* Data for this exercise
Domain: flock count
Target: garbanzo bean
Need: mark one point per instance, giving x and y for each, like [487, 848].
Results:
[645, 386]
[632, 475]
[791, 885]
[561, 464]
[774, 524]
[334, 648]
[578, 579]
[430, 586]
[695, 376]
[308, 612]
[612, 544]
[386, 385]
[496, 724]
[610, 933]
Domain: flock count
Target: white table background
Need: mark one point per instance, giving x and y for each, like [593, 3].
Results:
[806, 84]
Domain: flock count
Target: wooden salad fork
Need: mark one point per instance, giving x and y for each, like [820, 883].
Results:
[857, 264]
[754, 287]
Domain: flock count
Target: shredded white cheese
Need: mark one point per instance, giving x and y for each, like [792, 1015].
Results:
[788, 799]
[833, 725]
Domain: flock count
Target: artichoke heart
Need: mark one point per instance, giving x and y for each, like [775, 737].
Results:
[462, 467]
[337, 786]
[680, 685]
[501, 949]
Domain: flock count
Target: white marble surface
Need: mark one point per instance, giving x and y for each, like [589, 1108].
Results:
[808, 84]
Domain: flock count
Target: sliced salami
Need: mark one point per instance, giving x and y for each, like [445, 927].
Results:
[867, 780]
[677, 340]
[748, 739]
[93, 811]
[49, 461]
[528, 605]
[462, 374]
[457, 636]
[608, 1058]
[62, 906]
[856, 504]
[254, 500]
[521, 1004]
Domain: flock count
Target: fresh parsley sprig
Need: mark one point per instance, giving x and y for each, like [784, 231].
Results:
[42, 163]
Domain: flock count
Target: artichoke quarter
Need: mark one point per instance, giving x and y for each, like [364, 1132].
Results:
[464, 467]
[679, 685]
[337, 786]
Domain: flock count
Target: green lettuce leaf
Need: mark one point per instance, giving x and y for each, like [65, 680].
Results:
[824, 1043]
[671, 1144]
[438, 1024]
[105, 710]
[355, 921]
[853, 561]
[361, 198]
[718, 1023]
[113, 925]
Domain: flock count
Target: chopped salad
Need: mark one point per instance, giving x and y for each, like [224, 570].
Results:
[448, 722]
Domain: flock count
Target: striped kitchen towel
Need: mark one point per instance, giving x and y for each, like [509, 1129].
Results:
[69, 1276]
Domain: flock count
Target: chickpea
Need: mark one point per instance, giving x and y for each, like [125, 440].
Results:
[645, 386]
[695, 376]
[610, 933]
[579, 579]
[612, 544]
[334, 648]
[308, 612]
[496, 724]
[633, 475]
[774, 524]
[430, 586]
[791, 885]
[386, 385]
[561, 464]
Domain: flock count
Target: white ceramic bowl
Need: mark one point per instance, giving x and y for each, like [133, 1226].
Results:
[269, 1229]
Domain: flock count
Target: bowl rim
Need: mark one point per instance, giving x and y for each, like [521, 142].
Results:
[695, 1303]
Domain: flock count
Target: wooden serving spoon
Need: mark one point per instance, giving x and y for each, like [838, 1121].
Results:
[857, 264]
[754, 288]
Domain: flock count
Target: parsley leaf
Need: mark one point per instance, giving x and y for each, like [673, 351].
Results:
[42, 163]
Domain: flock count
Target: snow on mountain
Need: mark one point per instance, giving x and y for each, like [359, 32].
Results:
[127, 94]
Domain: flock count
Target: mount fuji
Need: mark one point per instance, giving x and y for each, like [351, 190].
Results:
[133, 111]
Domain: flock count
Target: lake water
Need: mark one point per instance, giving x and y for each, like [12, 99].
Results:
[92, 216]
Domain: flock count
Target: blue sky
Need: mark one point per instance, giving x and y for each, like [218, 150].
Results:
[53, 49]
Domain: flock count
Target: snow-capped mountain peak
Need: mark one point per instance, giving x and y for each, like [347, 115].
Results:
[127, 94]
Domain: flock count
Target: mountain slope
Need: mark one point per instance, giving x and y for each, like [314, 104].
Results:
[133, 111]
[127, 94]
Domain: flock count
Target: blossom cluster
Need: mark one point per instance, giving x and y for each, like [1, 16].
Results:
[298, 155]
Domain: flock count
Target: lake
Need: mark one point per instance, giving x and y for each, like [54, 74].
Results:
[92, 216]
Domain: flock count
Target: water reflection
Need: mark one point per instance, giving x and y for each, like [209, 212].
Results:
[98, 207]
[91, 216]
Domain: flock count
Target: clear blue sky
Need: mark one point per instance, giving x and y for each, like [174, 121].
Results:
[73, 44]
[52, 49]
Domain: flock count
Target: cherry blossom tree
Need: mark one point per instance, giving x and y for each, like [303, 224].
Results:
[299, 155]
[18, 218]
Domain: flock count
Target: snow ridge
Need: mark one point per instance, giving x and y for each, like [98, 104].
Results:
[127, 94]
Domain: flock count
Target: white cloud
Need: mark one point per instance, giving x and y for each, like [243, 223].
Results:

* Stated task
Return every line of the data above that contains the string "bowl".

* Answer to this task
Target: white ceramic bowl
Target: bowl rim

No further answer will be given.